[Data excerpts]
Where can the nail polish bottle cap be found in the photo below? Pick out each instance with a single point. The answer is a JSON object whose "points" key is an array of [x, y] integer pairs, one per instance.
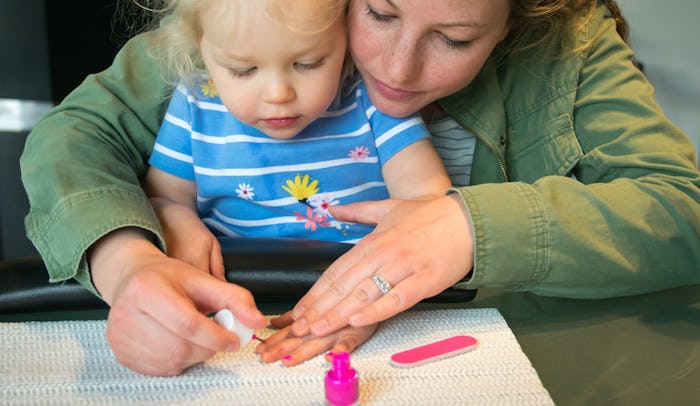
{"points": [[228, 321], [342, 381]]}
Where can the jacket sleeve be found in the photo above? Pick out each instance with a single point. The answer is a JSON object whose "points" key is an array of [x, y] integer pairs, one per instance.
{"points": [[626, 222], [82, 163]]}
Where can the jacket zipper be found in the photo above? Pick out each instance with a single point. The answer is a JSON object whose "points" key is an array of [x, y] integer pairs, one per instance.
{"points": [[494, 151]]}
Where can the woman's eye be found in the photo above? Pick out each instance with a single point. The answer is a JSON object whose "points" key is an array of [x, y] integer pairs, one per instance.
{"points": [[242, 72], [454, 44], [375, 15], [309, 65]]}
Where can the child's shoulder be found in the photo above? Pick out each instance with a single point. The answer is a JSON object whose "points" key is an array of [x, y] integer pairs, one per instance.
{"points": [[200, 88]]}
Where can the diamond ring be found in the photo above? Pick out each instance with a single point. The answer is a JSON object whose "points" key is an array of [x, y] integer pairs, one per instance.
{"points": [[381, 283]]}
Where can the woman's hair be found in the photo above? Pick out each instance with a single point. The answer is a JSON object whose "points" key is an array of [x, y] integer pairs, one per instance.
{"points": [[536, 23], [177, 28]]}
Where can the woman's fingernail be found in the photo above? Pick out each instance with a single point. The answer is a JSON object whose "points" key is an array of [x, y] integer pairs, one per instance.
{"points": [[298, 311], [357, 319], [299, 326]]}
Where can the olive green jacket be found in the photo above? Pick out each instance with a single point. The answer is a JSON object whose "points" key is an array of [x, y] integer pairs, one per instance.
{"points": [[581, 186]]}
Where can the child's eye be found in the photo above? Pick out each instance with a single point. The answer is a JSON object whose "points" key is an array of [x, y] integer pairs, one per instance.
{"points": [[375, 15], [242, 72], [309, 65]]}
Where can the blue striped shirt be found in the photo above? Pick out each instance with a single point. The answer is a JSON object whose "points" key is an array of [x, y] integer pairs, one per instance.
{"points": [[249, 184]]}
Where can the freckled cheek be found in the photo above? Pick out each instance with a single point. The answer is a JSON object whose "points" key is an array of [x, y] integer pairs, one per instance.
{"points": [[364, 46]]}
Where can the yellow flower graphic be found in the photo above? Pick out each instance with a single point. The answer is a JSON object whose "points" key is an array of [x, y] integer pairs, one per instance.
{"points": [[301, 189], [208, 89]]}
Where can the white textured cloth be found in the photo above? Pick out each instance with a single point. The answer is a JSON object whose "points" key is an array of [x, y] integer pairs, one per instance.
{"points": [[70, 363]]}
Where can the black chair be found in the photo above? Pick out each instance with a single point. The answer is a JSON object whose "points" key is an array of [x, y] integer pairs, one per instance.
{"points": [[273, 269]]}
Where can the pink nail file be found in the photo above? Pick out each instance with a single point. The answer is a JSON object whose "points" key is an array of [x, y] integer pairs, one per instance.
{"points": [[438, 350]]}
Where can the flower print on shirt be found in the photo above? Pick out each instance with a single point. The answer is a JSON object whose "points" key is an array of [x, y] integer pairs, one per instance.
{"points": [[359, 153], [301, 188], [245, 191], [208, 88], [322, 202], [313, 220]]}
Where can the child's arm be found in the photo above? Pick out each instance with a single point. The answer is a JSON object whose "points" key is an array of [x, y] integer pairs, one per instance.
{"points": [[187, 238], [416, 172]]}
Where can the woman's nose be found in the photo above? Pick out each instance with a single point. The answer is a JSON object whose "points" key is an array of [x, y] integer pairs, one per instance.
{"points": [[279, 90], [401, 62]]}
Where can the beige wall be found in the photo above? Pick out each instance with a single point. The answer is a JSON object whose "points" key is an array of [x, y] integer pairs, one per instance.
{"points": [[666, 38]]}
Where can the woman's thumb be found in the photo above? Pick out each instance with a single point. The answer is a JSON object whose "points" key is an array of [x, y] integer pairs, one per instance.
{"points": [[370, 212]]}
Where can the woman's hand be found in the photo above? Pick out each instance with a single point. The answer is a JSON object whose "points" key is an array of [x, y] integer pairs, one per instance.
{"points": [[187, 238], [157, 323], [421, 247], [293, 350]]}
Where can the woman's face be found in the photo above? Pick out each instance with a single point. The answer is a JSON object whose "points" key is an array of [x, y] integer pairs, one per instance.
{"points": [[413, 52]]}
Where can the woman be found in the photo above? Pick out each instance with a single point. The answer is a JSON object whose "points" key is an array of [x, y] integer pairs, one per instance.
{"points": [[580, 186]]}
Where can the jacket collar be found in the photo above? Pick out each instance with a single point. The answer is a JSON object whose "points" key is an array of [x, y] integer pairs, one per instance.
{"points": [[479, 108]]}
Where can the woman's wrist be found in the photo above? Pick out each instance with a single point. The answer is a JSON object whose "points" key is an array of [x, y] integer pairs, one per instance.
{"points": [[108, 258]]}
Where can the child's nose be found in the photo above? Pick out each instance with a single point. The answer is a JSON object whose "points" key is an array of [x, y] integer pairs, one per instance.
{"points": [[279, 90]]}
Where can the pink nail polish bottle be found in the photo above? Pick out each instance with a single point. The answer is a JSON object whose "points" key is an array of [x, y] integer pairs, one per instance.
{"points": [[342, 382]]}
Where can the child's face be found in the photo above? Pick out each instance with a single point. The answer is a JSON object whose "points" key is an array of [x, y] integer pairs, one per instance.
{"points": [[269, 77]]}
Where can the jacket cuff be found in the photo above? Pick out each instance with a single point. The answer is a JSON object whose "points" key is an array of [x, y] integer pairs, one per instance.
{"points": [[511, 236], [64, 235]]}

— What the task requires —
Although the records contain pictures, print only the rest, exactly as written.

— Answer for the task —
Where can the nail polish bottle cap be found in the photo below? Pick out each instance with a single point. The answer is a JSON object whose "points" key is an array of [x, y] integer pairs, one per instance.
{"points": [[228, 321], [342, 381]]}
Where can the jacket sleeve be found in the photo above? Pick out each instance with a single point. The answer is a JSON object whose "points" key is an array of [x, y] integer pairs, one per instance.
{"points": [[626, 222], [82, 163]]}
Where can the jacket zipper be found in the photo above? Pick out each instance with a single point. The answer is a JSON object whose "points" key is an array of [x, y] integer pairs, one per instance.
{"points": [[494, 151]]}
Where can the woman's eye be found in the photo above? Pick out each instance with a single point. The answer is a JSON object whose "points" key is an array of [x, y] integer pairs, one per instance.
{"points": [[242, 72], [454, 44], [375, 15], [309, 65]]}
Where can the child's shoulder be found in the photo above? Pick out each instance with a single point. The answer is a JSON object whose "points" key is an array of [x, y] integer pairs, one per instance.
{"points": [[200, 88]]}
Where can the diamond ring be found in the photo above? Pick out each instance with a single point. The answer is a JSON object whose "points" key is an array of [x, y] integer pairs, one per instance.
{"points": [[381, 283]]}
Where can the woman's hair be found in the photo above? Pick out each instance with a single point. The answer is a JSON object whose "points" key is an array of [x, y] integer pairs, one per instance.
{"points": [[536, 23], [177, 28]]}
Where can the woman's fingernail be found in the photo above? Pick out each instance with a single point. The answer is a JSON object whose "points" key is an array of [x, y] integer pairs, one per instance.
{"points": [[298, 311], [357, 319], [299, 326]]}
Where can the olive green jacket be found in the photo above? Pick out each instance with a single point. The answer is a JSON object whose "points" key is an array of [x, y] integer pairs, one per instance.
{"points": [[581, 186]]}
Where can the child's eye be found in the photo above? Pick out each instance with a single point. The answer is a JSON object whose "points" key is an array of [x, y] integer pairs, one per instance.
{"points": [[375, 15], [242, 72], [309, 65]]}
Where can the blue striped shirt be found in the photo above? Pick out each instance with a single point. The answer is a JSON object whose "points" key is an array of [x, y] integer pairs, one per instance.
{"points": [[249, 184]]}
Where can the freckled cheek be found in the photo above? Pick out each instance with a single point. The answer is a JSON object whose "points" key is an array of [x, y] integer pairs, one per instance.
{"points": [[364, 46]]}
Where can the yellow flower graphic be found in the photo above? Pick out each instance with a single point. The answer is a JSON object whose "points" key is an array of [x, y] integer pairs, one per instance.
{"points": [[301, 189], [208, 89]]}
Where can the white textured cloth be found in the photo above? Pick out each instance with a single point. The answer is a JSON object whose "points" key is an array of [x, y] integer pairs, one per instance.
{"points": [[70, 363]]}
Where can the black chair be found in the photo above? Pick out each instance with a single point. The answer is a JSON object whose "points" key is an array of [x, y] integer pairs, one per instance.
{"points": [[273, 269]]}
Where can the pink nail file be found in the photo above? Pick out each instance with a single point. The answer is a JSON object whose "points" key is an array of [x, y] integer pairs, one per instance.
{"points": [[438, 350]]}
Where can the flower print on shirt be found in the photo above? Pick out each instance with a single point. The answer is a JSON object whose "points" key is an array of [x, y] integer pairs, one per instance.
{"points": [[359, 153], [301, 188], [245, 191], [208, 88], [322, 202], [313, 220]]}
Where can the child's arm be found in the photo above? Pick out each instance with a single point. The answer is a JSON object whose "points" key is an array of [x, y] integer pairs, one per instance.
{"points": [[187, 238], [416, 172]]}
Where can the woman's nose be found in the photo above? Pick out each instance with a single point. The answer is a JSON object whose "points" key is an array of [x, y] integer pairs, one per instance.
{"points": [[279, 90], [401, 62]]}
Where can the beige wall be found in the photo above? Pick out each instance with a single point. The answer is a JSON object whose "points" key is an array of [x, y] integer pairs, one per instance.
{"points": [[666, 38]]}
Where can the woman's thumb be found in the photo above? Pick out each instance with a single point. The answer is a JSON object whose "points" key is an array of [x, y] integer pairs, one per instance.
{"points": [[370, 212]]}
Where can the woman's hand be found in the photo above? Pick out each instance with a single point. The answer is a JSON object whose "points" key is an array of [x, y] integer pairs, one per instance.
{"points": [[187, 238], [157, 323], [421, 247], [293, 350]]}
Where can the woman's face be found in the photo above? Pick out each instance with a single point. The answer is a JSON object whose "points" key is an array of [x, y] integer pairs, one per instance.
{"points": [[413, 52]]}
Where can the woman be found in the photo above? Pick out each instance with a single point. The answer is a JSON object whose "points" key is an array of [x, y] integer pairs, one per instance.
{"points": [[580, 186]]}
Where can the jacket collar be found in the photo above? Pick out each instance with a single point. The answer is a JSON object whose "points" key is an array of [x, y] integer pairs, one per instance.
{"points": [[479, 108]]}
Where can the woman's wrist be found in the photo above? Pick out each instance with a single point. The answer is a JSON object whose "points" key is an array of [x, y] integer pairs, one per instance.
{"points": [[108, 258]]}
Where can the child's nose be found in the photo above? Pick out each instance with a single point. The answer is a JSON object whose "points" key is an array of [x, y] integer pairs, one per instance.
{"points": [[279, 90]]}
Where can the pink nail polish bottle be found in the photo above? Pick out each instance with a single point. The answer is a JSON object whose "points" key is an array of [x, y] integer pairs, one per instance.
{"points": [[342, 382]]}
Where can the child's face be found in the photo above? Pick out each instance with a single point. The answer is a JSON object whose "points" key is an array of [x, y] integer pairs, one per instance.
{"points": [[269, 77]]}
Where can the jacket cuff be found in the photo above? Pick out each instance with a single point. The answer is a JSON object whose "points" key is an array of [x, y] integer pairs, one per instance.
{"points": [[511, 236], [64, 235]]}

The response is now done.